◆ **Exercise description**: Pull out each line of the listing below that contains the string "sidewalk", treating uppercase and lowercase as different.

◆ **Extracted entries**:
☆ ☆ ☆

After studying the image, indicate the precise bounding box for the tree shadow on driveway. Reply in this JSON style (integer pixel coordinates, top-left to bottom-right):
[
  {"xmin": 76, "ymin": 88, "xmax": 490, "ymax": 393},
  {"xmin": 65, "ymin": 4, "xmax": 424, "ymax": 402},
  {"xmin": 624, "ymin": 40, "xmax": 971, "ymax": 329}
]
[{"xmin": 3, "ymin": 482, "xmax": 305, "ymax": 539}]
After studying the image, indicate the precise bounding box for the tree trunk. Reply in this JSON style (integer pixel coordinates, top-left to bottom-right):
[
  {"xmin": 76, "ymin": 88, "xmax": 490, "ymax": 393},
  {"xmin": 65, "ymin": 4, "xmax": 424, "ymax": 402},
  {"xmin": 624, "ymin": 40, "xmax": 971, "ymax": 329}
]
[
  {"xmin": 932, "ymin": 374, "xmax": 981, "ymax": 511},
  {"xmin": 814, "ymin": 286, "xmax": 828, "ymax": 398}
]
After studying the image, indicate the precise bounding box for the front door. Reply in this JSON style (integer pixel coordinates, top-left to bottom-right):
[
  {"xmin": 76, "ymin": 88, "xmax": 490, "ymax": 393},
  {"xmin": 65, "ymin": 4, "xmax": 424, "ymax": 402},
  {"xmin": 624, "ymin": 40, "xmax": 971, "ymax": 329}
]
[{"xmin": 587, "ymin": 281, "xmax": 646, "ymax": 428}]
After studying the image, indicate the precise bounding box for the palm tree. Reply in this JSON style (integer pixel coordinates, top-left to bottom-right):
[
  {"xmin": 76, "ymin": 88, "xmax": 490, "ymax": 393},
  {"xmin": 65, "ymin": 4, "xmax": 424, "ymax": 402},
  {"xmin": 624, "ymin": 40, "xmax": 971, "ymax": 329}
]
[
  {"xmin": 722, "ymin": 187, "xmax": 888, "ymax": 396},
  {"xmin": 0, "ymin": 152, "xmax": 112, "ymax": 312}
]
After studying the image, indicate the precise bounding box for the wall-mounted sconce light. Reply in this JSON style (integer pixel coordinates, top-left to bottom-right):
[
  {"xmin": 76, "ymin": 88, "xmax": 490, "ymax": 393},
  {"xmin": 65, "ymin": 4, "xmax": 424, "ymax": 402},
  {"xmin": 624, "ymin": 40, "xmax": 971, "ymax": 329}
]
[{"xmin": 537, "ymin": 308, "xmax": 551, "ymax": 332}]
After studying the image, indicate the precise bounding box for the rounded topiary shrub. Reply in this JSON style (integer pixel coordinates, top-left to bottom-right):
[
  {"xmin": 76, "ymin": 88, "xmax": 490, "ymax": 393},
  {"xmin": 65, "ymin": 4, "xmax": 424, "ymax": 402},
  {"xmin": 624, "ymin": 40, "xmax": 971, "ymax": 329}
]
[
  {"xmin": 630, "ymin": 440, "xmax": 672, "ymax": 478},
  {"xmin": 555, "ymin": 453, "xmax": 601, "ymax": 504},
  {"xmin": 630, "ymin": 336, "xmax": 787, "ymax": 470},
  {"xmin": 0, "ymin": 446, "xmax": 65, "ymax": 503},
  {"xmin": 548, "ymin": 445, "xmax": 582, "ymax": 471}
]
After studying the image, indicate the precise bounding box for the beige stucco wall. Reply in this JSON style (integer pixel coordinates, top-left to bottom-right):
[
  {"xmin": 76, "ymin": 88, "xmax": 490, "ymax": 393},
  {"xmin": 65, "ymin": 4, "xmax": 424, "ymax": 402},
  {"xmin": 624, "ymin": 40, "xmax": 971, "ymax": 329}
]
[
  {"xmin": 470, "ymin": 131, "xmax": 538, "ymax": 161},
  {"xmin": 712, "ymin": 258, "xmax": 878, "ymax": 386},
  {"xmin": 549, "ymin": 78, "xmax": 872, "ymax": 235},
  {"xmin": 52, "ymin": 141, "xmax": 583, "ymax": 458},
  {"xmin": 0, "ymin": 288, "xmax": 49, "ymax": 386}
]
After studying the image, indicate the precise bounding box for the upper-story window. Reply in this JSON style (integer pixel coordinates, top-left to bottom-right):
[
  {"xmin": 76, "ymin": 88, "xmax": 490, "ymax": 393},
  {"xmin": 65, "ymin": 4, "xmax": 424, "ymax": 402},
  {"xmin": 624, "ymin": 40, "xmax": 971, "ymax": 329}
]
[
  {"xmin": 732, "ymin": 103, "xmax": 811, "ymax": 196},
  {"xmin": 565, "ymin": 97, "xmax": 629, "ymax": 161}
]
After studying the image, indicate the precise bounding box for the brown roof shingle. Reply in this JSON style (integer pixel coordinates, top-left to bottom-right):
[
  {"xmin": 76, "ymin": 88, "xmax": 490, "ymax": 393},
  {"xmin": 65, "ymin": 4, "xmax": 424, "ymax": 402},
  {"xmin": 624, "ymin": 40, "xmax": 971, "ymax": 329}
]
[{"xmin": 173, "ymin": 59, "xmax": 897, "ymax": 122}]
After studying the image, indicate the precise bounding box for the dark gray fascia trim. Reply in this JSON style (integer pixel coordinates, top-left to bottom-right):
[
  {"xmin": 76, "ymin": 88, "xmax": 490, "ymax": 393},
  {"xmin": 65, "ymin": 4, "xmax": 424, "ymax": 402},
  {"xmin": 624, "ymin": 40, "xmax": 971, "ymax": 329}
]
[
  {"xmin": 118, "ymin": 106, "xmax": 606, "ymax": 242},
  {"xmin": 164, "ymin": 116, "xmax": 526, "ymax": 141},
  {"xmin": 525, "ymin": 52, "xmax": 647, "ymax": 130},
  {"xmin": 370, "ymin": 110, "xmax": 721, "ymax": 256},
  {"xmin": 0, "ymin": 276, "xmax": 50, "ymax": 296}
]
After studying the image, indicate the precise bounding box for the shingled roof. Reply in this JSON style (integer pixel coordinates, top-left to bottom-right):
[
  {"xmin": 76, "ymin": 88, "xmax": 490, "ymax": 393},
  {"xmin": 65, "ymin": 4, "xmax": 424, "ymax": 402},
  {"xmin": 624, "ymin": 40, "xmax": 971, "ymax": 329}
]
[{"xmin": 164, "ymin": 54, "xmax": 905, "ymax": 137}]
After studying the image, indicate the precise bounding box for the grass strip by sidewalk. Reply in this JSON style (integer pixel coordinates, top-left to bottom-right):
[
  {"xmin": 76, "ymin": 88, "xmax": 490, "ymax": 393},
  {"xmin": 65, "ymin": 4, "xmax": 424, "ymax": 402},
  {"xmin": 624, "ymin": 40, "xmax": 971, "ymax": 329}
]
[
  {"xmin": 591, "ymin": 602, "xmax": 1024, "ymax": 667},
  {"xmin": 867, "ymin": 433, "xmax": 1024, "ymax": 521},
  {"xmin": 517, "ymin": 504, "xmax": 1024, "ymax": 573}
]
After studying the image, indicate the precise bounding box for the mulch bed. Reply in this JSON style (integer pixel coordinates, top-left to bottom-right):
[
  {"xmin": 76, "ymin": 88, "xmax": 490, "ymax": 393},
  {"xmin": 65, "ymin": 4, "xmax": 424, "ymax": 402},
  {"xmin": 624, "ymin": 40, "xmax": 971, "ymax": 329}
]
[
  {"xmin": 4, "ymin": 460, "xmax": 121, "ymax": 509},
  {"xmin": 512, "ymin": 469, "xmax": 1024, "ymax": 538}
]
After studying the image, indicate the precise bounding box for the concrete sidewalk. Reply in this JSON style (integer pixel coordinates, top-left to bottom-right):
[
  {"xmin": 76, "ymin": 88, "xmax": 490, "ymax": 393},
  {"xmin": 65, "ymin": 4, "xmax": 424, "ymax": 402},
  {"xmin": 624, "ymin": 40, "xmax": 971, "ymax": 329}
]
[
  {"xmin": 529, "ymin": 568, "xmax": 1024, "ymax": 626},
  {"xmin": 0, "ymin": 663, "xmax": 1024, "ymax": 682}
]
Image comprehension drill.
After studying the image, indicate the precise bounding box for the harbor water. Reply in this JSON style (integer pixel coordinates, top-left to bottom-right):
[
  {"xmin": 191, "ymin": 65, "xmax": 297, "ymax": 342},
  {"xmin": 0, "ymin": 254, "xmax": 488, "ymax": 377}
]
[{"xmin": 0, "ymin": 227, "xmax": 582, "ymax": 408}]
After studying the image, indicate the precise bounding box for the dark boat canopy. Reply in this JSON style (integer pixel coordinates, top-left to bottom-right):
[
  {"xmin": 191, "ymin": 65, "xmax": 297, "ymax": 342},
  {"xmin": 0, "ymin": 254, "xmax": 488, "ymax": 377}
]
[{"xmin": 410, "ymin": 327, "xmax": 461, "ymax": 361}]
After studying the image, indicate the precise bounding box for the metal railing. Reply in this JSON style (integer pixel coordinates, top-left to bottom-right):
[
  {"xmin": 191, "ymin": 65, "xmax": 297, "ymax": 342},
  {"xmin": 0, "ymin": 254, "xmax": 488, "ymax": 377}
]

☆ ☆ ☆

◆ **Solution**:
After studying the image, indicate the precise bounding box for the grass strip by sidewalk. Reply in this JSON style (integer pixel coordinates, top-left to bottom-right):
After studying the image, indicate the precise bounding box for the concrete sidewalk. Reply in this JSON style (integer pixel coordinates, top-left to bottom-right):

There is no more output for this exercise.